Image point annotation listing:
########################################
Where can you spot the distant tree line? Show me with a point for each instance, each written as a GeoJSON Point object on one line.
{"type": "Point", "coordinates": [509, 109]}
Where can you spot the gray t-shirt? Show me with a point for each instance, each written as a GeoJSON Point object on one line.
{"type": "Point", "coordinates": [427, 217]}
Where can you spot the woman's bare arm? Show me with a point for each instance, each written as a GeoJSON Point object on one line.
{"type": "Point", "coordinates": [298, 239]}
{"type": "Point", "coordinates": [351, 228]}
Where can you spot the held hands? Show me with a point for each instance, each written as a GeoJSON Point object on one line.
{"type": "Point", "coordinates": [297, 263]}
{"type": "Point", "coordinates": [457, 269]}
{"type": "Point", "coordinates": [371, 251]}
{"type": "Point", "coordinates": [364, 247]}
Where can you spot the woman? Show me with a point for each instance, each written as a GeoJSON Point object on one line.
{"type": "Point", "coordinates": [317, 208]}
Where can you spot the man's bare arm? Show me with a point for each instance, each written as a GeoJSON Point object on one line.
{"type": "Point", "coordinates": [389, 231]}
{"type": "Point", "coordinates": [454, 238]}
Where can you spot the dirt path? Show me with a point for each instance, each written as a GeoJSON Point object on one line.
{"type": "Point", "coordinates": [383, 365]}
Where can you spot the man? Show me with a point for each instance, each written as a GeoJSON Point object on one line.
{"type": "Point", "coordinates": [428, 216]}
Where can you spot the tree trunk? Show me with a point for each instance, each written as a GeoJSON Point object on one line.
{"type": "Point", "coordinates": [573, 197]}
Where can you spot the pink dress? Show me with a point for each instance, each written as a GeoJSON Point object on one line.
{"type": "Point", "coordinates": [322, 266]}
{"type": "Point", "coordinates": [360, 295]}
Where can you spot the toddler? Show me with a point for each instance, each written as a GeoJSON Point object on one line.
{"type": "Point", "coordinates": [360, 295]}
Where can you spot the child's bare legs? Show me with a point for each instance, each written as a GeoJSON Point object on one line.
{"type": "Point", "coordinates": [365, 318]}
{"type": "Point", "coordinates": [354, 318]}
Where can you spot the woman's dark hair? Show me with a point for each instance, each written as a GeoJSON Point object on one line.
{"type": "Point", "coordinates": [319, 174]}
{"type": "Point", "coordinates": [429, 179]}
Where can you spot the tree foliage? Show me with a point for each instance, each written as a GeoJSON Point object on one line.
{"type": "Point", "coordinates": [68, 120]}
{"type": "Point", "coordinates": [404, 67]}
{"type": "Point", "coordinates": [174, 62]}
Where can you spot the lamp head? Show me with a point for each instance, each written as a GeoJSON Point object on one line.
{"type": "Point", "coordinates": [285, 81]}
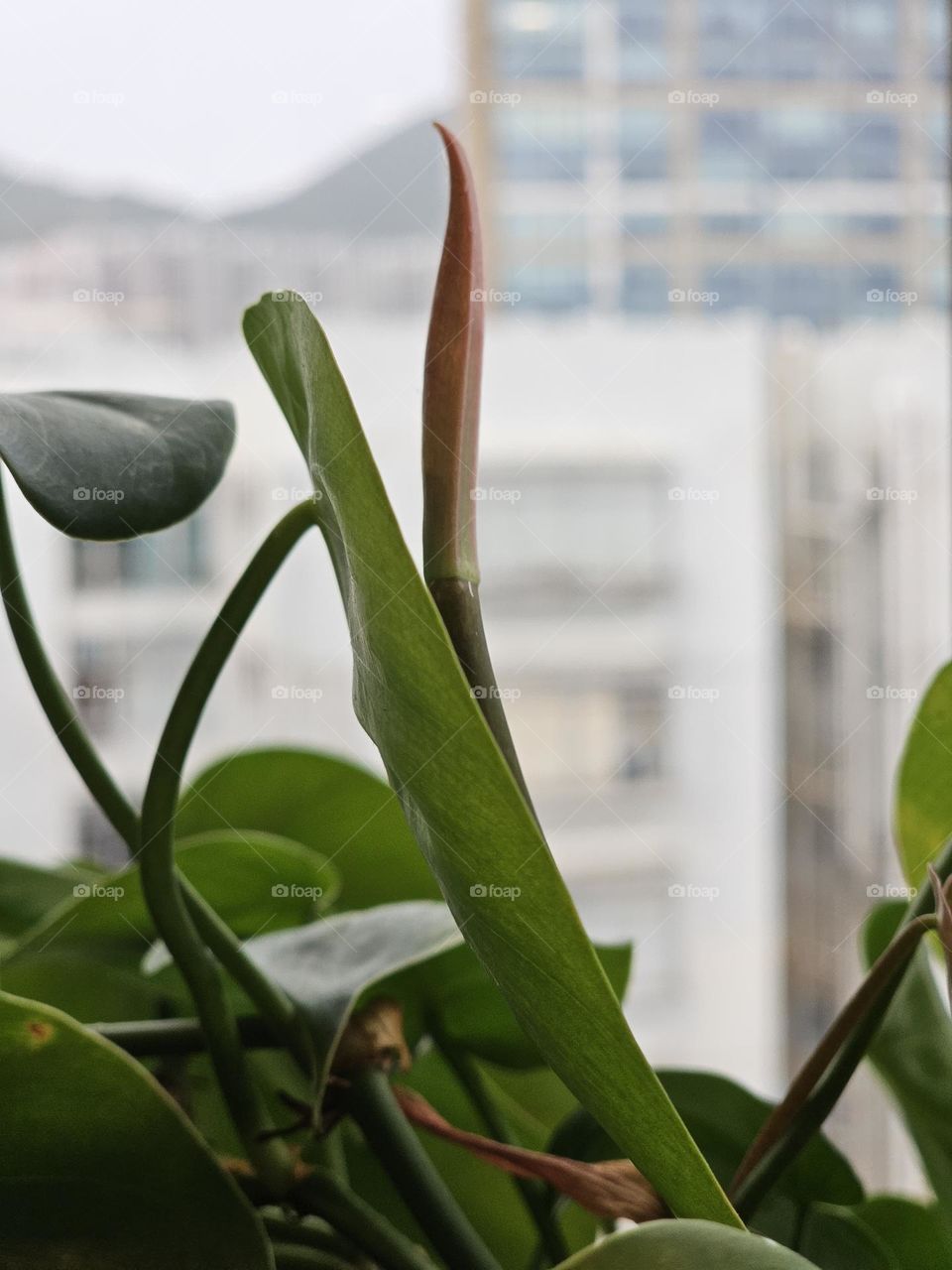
########################################
Which lines of the listing above contain the string "bare"? Gather every one of them and copy each line out in full.

Where can you spot the woman's bare arm? Show me with a point for each instance, each written as a GeoJSON Point object on one line.
Where can you spot the man's bare arm? Show me with a point for each instance, each written as a GeoJSON Point object on one line.
Where can you spot the child's bare legs? Show me with a point for each instance, each written as a GeoJSON Point object on one line.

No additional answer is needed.